#### [PROMPT]
Give the data below as a numbered list, one line per number, with blank lines left out and the pictures omitted.

#### [TASK DATA]
========================
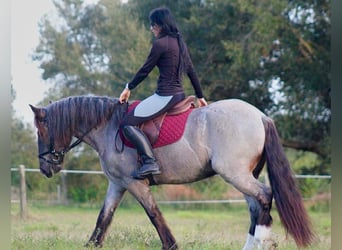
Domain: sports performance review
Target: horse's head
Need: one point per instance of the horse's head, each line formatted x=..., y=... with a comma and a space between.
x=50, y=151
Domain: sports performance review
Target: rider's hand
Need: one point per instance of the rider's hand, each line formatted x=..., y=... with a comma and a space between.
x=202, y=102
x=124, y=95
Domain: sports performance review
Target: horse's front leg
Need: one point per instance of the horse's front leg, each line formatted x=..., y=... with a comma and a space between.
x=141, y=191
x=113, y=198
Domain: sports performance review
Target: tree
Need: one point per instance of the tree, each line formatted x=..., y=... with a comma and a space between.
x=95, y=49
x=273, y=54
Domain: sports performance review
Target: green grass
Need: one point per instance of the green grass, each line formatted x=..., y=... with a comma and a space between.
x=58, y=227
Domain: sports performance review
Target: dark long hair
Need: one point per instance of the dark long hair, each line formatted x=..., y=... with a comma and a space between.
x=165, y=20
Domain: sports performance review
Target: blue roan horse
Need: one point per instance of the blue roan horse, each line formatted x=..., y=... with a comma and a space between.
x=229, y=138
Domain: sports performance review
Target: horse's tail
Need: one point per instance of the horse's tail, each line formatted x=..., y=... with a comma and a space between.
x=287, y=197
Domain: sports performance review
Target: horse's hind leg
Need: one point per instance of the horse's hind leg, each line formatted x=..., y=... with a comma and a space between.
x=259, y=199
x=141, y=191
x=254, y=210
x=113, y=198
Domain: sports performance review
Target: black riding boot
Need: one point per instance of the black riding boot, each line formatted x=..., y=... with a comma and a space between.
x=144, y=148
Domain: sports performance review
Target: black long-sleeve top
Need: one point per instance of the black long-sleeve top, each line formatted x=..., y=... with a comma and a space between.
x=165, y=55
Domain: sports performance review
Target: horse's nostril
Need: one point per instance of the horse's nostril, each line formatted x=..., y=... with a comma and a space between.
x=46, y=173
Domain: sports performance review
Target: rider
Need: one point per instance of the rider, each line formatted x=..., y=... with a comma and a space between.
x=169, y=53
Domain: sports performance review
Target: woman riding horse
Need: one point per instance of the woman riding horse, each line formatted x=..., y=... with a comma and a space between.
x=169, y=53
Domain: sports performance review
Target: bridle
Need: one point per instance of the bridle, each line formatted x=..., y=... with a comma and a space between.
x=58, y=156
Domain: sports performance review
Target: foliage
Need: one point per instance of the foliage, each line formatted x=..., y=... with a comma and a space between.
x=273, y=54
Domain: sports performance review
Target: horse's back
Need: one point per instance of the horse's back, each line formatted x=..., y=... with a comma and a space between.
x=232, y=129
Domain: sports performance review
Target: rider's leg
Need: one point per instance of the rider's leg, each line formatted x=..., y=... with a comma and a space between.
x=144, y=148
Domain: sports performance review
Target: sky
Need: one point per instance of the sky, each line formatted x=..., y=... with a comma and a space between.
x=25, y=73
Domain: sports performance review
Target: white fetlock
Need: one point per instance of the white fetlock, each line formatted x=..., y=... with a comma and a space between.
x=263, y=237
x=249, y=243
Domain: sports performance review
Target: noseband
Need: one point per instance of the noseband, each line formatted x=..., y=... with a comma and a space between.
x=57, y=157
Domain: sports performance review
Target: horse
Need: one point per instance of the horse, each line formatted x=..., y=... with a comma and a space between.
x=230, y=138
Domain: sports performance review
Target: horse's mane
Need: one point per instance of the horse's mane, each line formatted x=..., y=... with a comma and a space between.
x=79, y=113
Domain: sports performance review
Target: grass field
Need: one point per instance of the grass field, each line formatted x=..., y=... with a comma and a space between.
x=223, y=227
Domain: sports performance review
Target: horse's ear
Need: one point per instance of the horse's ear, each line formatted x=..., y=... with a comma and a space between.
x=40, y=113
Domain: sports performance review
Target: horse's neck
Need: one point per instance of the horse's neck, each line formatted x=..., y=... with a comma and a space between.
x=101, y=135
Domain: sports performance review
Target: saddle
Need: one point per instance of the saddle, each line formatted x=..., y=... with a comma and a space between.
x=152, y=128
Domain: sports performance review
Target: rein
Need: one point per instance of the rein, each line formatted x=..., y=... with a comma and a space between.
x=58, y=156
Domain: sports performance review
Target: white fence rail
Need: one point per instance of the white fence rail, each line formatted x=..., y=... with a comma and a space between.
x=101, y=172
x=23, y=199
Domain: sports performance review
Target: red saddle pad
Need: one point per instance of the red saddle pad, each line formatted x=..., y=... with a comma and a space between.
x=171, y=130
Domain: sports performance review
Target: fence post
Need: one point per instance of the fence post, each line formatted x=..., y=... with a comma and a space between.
========================
#### [RESPONSE BELOW]
1. Domain: sports performance review
2. Target: horse's head
3. Need: one point per instance of the horse's head, each line formatted x=..., y=... with a comma and a space between.
4. x=50, y=151
5. Domain: sports performance review
6. Target: rider's hand
7. Need: one point per instance of the rider's hand, each line formatted x=..., y=... with a comma and a space between.
8. x=202, y=102
9. x=124, y=95
10. Domain: sports performance review
11. Target: horse's front leg
12. Need: one point per instance of the horse's front leg, each line formatted x=..., y=... with a comma and a space between.
13. x=141, y=191
14. x=113, y=198
15. Domain: sports performance review
16. Target: tree
17. Need: one point per instance of the tree, each line formatted x=..., y=... with a comma and a space between.
18. x=95, y=49
19. x=273, y=54
20. Domain: sports performance review
21. Target: green grass
22. Need: one point per instance of the green grass, each line formatted x=..., y=... with a comma and a space between.
23. x=58, y=227
24. Domain: sports performance review
25. Target: dark long hair
26. Need: one point per instance of the dark long hair, each line formatted x=..., y=... with a comma and a space between.
27. x=165, y=20
28. Domain: sports performance review
29. Target: blue roan horse
30. Need: one point per instance of the blue roan horse, each line formatted x=..., y=... with a comma and a space between.
31. x=229, y=138
32. Domain: sports performance review
33. Target: horse's tail
34. Need: one point per instance of the horse's tail, each line formatted x=..., y=... with a comma and a space between.
35. x=287, y=197
36. Domain: sports performance review
37. Target: horse's hind leg
38. Need: one point per instance of the horse's hind leg, each line formatted x=..., y=... with a comma and a space between.
39. x=259, y=199
40. x=141, y=191
41. x=254, y=210
42. x=113, y=198
43. Domain: sports performance review
44. Target: black riding boot
45. Need: one point per instance of the black riding boot, each line formatted x=..., y=... with a comma and a space between.
46. x=144, y=148
47. Domain: sports performance review
48. Target: black long-sleeve top
49. Need: one point per instance of the black long-sleeve top, each line formatted x=..., y=... with a comma and a space between.
50. x=165, y=55
51. Domain: sports performance review
52. Target: horse's nostril
53. Need: one point per instance of the horse's nostril, each line formatted x=..., y=... with a comma and a space between.
54. x=46, y=173
55. Domain: sports performance review
56. Target: rider
57. Need: one point per instance of the rider, each line formatted x=..., y=... with a comma and a space between.
58. x=169, y=53
59. Domain: sports performance review
60. Target: woman riding horse
61. Need: one point per instance of the woman riding horse, each line formatted x=..., y=... with a comma and a space between.
62. x=169, y=53
63. Domain: sports performance review
64. Target: bridle
65. Need: one point per instance of the bridle, each line formatted x=..., y=... with a comma and a space between.
66. x=58, y=156
67. Domain: sports performance review
68. Target: foliage
69. Need: one point per instance of the foliage, each line formatted x=..., y=... with a comma and a space between.
70. x=273, y=54
71. Domain: sports performance review
72. Target: horse's back
73. Need: one point per instance of the horse's back, each line formatted x=..., y=... with a comma and a space between.
74. x=232, y=129
75. Domain: sports performance review
76. Target: rider's leg
77. Need: one point per instance of the rider's leg, each line formatted x=..., y=... with a comma and a space between.
78. x=144, y=148
79. Domain: sports performance review
80. Target: sky
81. Need: one point per instance of the sky, each line formatted x=..., y=... with a comma and a space between.
82. x=25, y=73
83. Domain: sports performance review
84. Target: white fetlock
85. Need: one point per instance of the white fetlock, each line formatted x=..., y=... with a comma and a space between.
86. x=263, y=237
87. x=249, y=243
88. Domain: sports performance review
89. Target: noseband
90. Need: one point per instance of the noseband, each line formatted x=..., y=... with a comma and a space between.
91. x=57, y=157
92. Domain: sports performance review
93. Target: horse
94. Need: one point per instance of the horse, each line formatted x=..., y=... with a comma and a space between.
95. x=230, y=138
96. Domain: sports performance review
97. Target: horse's mane
98. Need: one point per instance of the horse's mane, each line formatted x=..., y=... with a comma and a space between.
99. x=79, y=113
100. Domain: sports performance review
101. Target: grass field
102. Need: one point per instance of the grass field, each line formatted x=..., y=... with a comma and a space between.
103. x=223, y=227
104. Domain: sports performance review
105. Target: horse's ear
106. Need: one point per instance of the horse's ear, each line formatted x=..., y=... with a comma and a space between.
107. x=40, y=113
108. Domain: sports performance review
109. Target: horse's neck
110. Need: one point per instance of the horse's neck, each line formatted x=..., y=... with a comma and a space between.
111. x=101, y=135
112. Domain: sports performance review
113. Target: saddle
114. Need: one point per instance of the saddle, each line formatted x=..., y=... with a comma and a space between.
115. x=152, y=128
116. Domain: sports performance review
117. Target: rein
118. Need: one point per instance of the rein, each line formatted x=..., y=... with a comma and a space between.
119. x=58, y=156
120. Domain: sports performance review
121. Target: white fence rail
122. Need: one point per instance of the white fence rail, each line formatted x=..., y=... with a comma and a space between.
123. x=101, y=172
124. x=23, y=199
125. Domain: sports performance review
126. Target: red saddle pad
127. Need: one point per instance of the red saddle pad, each line formatted x=..., y=... with a comma and a space between.
128. x=171, y=130
129. Domain: sports performance review
130. Target: fence post
131. Need: one point per instance of the fence post, each line formatted x=..., y=... with a comma and a space between.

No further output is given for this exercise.